### DOCUMENT PASSAGE

AKRON, Ohio — Among children who took part in a recent study on the use of hand sanitizer in an environment with limited access to clean water, diarrhea cases were reduced by 30% and respiratory illnesses by more than 11%, GOJO Industries noted in a release issued Tuesday. 

The University of Columbia study was reported in the June 2012 issue of Pan American Journal of Public Health. As part of the study, researchers monitored children’s use of alcohol hand sanitizer in conjunction with education to help to reduce life-threatening infections.

The study’s authors concluded that Colombia’s disease-prevention policies should include the use of alcohol-based hand sanitizers, especially in settings where hand-washing with soap and water is limited due to the availability of clean water.

"I believe teaching about and encouraging the use of alcohol-based hand sanitizer is a simple and easy intervention that is very effective in reducing life-threatening diarrhea and respiratory infections," stated Juan Correa, a professor at the University of Columbia. "These small changes can make a tremendous impact on the health of children and their communities."

######

**WHAT YOU NEED TO DO**
1. In two sentences, summarize the report on the hand sanitizer study.
2. Write the next part of the report on the hand sanitizer study, picking up after the final quotation.
The entries that come next have no connection to the report on the hand sanitizer study.

### INPUT DATA

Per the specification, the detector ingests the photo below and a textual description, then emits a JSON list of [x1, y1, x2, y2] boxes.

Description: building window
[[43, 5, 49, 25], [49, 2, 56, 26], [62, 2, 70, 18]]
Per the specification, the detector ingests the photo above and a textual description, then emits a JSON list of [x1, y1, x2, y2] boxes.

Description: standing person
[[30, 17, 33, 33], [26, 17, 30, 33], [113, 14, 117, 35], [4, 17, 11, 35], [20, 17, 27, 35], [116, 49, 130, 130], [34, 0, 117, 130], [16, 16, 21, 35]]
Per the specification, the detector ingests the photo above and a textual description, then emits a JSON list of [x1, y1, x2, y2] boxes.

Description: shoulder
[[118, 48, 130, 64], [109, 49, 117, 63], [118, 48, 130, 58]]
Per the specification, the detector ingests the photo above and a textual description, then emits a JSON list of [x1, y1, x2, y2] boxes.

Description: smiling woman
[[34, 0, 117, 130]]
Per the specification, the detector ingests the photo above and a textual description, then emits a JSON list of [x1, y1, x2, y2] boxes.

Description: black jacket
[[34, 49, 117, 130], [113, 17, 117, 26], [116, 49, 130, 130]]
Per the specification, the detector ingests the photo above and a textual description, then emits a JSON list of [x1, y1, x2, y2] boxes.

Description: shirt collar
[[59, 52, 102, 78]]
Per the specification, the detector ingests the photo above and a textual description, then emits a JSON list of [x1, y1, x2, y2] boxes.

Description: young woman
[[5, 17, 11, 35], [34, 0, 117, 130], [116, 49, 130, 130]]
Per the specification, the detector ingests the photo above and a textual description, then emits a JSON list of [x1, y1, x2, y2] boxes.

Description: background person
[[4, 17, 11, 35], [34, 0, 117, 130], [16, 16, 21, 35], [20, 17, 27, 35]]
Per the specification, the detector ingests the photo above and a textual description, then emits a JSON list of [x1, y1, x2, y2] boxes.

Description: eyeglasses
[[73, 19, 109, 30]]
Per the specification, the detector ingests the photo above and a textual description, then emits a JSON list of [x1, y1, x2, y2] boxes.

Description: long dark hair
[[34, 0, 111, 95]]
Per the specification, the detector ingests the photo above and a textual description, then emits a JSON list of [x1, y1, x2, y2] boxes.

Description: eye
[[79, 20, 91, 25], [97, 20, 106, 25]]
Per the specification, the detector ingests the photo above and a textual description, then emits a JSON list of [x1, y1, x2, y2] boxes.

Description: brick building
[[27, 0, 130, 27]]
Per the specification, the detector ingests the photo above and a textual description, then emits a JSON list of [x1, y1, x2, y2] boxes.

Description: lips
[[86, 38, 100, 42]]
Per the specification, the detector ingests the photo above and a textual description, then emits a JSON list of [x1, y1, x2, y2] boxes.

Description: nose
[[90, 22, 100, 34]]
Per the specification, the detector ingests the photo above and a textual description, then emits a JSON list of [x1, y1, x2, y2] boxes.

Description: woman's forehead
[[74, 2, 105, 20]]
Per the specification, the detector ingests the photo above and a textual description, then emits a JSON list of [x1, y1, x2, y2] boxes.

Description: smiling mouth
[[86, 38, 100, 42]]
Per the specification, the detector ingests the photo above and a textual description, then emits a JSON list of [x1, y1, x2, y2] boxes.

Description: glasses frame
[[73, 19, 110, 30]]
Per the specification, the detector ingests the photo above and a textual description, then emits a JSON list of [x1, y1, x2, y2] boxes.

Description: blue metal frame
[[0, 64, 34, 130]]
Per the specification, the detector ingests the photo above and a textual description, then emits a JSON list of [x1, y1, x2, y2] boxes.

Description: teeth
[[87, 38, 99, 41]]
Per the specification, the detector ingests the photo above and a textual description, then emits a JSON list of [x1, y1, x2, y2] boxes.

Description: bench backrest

######

**ANSWER SET**
1. A study reported in the June 2012 issue of Pan American Journal of Public Health found that, among children using alcohol hand sanitizer along with education in a setting with limited access to clean water, diarrhea cases fell by 30% and respiratory illnesses by more than 11%. The study's authors concluded that Colombia's disease-prevention policies should include alcohol-based hand sanitizers, especially where a shortage of clean water limits hand-washing with soap and water.

2.
The Colombia study reflects the GOJO commitment to evidence-based understanding of the role of good hand hygiene for health and well-being, noted Nicole Koharik, GOJO global sustainability marketing director. "The study results prove that the use of Purell products, combined with hand hygiene knowledge, can save lives," she stated. "They reinforce the importance of the GOJO commitment to social well-being around the globe as it pertains to the ‘GOJO Purpose,’ [which is] saving lives and making life better through well-being solutions."

The study was conducted in 42 childcare centers in six towns in Colombia with limited access to clean tap water, a circumstance considered a leading cause of childhood death in developing nations. The study’s purpose was to gauge the effectiveness of combining the use of alcohol-based hand sanitizers with hand hygiene education to reduce acute diarrheal diseases and respiratory infections. In partnership with GOJO, a distributor of Purell products in South America donated Purell Instant Hand Sanitizer and placed dispensers in the childcare centers. A team from Fundación Santa Fe in Bogotá developed and distributed the hand hygiene curriculum.